___ Extracted material
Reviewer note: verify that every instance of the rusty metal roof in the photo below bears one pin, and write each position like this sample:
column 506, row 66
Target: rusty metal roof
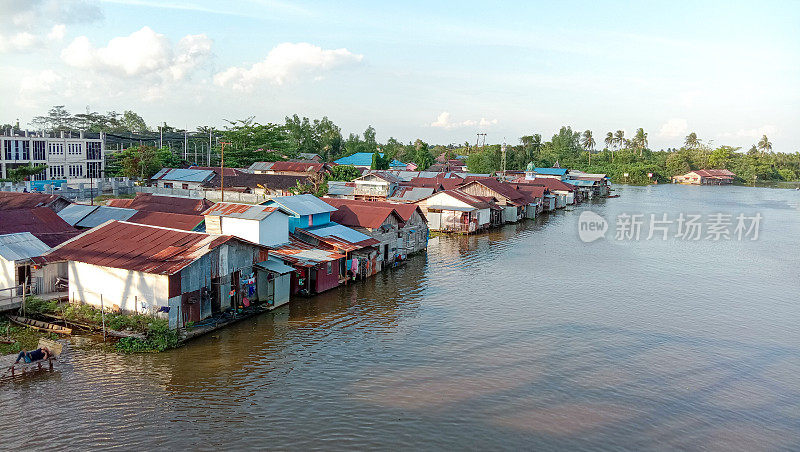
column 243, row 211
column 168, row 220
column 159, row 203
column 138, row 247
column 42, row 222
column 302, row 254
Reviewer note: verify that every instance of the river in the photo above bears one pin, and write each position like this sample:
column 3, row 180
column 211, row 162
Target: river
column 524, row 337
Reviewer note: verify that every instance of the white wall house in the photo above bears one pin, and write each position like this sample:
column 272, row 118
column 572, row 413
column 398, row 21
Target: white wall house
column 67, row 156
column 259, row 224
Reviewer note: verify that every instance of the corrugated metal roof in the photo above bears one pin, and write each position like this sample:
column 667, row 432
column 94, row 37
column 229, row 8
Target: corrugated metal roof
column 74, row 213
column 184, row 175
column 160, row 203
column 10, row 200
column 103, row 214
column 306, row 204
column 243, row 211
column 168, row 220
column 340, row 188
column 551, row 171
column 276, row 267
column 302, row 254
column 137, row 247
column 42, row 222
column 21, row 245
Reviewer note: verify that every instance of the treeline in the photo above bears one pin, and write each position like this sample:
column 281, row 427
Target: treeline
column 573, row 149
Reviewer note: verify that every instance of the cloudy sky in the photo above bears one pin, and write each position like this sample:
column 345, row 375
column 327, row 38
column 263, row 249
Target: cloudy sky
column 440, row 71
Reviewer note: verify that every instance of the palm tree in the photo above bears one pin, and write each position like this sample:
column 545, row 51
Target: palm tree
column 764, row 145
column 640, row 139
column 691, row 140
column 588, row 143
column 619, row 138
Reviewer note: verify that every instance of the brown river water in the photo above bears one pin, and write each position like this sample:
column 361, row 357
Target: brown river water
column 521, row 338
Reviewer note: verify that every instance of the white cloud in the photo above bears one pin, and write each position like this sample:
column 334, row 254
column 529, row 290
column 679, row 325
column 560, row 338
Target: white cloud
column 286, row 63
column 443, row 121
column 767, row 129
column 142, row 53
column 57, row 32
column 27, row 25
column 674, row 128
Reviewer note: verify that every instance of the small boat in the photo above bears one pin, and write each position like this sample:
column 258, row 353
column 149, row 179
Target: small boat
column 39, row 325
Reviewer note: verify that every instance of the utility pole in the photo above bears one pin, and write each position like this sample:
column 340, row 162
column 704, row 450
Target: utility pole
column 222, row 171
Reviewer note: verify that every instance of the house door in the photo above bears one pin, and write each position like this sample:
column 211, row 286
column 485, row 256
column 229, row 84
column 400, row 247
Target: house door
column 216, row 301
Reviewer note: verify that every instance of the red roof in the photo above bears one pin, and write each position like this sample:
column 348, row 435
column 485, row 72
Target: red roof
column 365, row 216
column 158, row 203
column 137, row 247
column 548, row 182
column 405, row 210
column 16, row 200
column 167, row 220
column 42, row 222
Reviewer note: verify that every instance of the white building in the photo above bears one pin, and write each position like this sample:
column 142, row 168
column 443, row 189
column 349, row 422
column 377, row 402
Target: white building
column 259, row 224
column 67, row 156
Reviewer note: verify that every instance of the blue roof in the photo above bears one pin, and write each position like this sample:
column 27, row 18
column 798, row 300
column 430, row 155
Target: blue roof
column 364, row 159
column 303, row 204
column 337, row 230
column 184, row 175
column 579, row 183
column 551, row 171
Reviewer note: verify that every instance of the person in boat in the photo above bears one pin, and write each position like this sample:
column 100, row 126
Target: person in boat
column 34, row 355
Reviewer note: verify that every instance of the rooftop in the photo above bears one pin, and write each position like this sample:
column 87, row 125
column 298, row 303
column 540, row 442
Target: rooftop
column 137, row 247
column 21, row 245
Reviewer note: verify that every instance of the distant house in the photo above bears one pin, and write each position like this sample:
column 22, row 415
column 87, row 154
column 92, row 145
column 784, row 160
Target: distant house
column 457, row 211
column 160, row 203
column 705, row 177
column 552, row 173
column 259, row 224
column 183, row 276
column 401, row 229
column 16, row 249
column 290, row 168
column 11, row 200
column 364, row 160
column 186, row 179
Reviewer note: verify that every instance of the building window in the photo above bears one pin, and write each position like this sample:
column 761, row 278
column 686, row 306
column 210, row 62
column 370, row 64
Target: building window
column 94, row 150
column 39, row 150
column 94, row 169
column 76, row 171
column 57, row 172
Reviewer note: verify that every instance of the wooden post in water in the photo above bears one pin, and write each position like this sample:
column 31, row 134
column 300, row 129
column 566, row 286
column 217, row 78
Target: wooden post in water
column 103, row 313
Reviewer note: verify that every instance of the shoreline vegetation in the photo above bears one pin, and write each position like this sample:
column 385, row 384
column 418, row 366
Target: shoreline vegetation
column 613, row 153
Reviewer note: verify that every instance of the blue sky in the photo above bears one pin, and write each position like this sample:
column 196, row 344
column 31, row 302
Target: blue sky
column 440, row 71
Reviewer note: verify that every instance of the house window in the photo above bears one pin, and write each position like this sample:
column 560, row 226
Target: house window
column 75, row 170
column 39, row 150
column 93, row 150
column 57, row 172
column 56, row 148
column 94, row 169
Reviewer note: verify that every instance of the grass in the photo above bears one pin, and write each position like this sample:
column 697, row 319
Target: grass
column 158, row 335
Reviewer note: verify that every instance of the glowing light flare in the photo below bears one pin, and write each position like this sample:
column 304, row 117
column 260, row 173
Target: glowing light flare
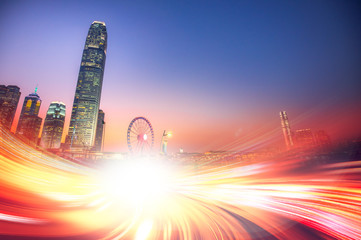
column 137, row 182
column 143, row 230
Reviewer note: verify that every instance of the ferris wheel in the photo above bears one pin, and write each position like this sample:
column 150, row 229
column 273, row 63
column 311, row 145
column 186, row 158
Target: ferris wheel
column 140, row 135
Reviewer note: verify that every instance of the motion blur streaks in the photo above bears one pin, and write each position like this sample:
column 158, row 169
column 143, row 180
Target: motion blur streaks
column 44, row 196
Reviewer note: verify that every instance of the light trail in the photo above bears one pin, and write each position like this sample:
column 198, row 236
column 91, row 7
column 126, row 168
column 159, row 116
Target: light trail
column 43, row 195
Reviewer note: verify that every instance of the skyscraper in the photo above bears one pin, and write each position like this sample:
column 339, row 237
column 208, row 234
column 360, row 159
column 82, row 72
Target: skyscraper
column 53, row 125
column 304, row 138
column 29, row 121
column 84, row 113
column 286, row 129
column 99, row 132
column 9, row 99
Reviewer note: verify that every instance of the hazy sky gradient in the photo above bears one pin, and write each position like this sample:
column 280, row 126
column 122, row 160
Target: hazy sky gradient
______
How many lines in the listing above have the word "below" in them? Count them and give the number alone.

Answer for this exercise – 2